On the category of smartphones, we have all-in-one devices which have the identifiable information as well as a various set of equipments, sensors and apps for information collection and environmental monitoring. People may prefer to carry smartphones simply because the smartphones play such a role of combining many functionalities in a single device [6, 8]. That implies using smartphones as the assumed carrying device for customer sensing should provide enough covering rate when we use smartphone-related signals to estimate the existence of customers. Among all possibilities, WiFi-equipped smartphones can be considered one of the best solutions to be carried by unknown people or a large number of customers who intend to communicate with public devices due to the built-in identifiable characteristics in the smartphones. By having that, we aim to detect, track and analyze people with their existence and group behavior [6, 11].

Zeng et al. [12] proposed WiWho, which is a method to identify a person using walking gait analysis through the WiFi signals. WiWho consists of two endpoints, a WiFi AP and any WiFi-equipped device for communicating and collecting Channel State Information (CSI). It has some limitations such as assuming the straight walking paths from customers and should have the performance limit while the tracked person turns. Vanderhulst et al. [6, 11] discussed a framework to detect human spontaneous encounters in which spontaneous and short-lived social interactions between a small set of individuals have been detected. It leverages existing WiFi infrastructure and the WiFi signals, so-called “probe” can periodically be radiated by a device to search for available networks. The probes are used to capture radio signals transmitted from users’ devices to detect human copresence. The limitations of the proposed method include device variety, a limited number of participants to be allowed for high accuracy detection, and the required application to be installed on users’ smartphones.

An extended Gradient RSSI predictor and filter was proposed by Subhan et al. [10]. It is a predictive approach to estimate RSSI values in presence of frequent disconnections. The approach predicts users’ positions and movements in terms of their current situations and movements. The distance changes between users’ devices and the AP lead to the increase and decrease of the RSSI values and therefore the targeted users as well as their movements can be detected.

STATED EXERCISE:
Reproduce word for word the stretch of the passage on WiFi-based customer sensing from "An extended Gradient" through "can be detected.".

Entries drawn from a collection

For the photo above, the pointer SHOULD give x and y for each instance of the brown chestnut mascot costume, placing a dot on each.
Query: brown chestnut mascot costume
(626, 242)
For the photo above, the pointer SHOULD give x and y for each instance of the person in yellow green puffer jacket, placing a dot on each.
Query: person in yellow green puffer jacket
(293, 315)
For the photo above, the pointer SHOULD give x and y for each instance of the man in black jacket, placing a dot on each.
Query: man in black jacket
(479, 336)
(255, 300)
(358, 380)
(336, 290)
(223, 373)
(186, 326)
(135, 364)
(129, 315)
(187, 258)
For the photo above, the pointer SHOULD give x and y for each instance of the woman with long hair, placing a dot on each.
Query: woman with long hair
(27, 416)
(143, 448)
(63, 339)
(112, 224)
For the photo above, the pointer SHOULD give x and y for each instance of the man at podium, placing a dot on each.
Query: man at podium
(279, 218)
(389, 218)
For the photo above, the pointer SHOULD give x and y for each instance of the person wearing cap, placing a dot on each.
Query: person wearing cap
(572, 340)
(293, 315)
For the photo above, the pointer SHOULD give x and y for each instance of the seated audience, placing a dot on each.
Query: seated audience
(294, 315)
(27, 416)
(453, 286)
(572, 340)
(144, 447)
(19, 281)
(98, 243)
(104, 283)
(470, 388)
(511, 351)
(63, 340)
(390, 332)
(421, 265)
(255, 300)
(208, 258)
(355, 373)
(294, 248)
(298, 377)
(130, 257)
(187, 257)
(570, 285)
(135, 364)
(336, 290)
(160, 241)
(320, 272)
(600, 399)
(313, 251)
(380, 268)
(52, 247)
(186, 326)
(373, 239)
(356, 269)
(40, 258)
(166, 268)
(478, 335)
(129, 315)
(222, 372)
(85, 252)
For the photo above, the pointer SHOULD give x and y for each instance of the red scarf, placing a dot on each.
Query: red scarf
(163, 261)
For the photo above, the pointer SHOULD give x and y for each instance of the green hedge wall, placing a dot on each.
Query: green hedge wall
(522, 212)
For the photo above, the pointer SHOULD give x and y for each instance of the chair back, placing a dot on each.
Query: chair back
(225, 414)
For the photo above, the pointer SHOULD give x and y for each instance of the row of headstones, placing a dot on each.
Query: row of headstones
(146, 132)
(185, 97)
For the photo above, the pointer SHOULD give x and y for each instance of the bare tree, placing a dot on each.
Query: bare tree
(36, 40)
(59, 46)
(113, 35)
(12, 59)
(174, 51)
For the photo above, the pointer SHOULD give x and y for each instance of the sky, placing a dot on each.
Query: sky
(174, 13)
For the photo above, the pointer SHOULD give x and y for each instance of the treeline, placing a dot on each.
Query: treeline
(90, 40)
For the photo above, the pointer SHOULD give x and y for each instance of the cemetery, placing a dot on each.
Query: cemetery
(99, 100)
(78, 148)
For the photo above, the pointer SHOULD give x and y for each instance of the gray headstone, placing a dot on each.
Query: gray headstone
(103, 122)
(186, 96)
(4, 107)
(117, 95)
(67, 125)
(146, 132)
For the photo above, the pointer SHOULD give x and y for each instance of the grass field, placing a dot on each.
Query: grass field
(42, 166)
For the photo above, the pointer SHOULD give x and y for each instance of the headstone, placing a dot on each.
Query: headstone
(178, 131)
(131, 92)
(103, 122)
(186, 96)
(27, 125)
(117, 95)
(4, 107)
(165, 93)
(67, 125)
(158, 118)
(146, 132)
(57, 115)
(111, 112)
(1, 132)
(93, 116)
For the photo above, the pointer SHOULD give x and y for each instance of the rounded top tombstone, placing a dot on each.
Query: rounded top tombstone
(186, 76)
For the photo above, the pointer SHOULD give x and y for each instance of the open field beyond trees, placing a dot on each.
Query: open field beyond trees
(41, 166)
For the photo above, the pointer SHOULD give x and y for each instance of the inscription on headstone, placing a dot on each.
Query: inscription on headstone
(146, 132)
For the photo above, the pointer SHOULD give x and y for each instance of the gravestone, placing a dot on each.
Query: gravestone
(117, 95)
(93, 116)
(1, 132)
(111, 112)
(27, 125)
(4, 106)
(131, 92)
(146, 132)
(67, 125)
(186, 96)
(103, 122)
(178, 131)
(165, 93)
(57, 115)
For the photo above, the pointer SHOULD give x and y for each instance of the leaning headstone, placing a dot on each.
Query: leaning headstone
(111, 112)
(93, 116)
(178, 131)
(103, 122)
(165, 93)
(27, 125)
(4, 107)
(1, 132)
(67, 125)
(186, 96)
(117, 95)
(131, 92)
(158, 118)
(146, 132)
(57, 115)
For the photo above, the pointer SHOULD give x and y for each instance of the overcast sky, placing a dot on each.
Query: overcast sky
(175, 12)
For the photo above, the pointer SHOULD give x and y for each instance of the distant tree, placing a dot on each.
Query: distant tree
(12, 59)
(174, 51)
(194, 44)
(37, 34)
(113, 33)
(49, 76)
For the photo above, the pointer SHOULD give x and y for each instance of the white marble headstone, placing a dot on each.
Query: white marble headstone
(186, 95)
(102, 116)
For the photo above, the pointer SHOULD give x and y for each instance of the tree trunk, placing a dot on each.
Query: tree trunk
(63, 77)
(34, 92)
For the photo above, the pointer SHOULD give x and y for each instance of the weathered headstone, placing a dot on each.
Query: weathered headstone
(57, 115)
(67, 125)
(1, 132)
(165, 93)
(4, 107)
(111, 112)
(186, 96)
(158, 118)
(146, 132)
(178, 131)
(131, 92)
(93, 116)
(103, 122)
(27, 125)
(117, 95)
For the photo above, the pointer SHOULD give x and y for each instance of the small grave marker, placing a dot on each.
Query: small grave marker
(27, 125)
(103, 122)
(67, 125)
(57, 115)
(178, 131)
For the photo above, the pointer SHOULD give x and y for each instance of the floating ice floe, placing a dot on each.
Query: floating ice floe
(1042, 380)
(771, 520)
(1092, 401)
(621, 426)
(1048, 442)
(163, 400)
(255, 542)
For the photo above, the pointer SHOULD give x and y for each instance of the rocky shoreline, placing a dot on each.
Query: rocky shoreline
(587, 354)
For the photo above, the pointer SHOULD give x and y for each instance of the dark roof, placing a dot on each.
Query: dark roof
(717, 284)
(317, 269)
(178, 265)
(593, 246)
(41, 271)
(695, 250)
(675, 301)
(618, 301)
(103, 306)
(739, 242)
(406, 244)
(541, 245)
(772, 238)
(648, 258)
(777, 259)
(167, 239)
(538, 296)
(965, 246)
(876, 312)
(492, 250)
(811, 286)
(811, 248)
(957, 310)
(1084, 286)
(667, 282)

OUTPUT:
An extended Gradient RSSI predictor and filter was proposed by Subhan et al. [10]. It is a predictive approach to estimate RSSI values in presence of frequent disconnections. The approach predicts users’ positions and movements in terms of their current situations and movements. The distance changes between users’ devices and the AP lead to the increase and decrease of the RSSI values and therefore the targeted users as well as their movements can be detected.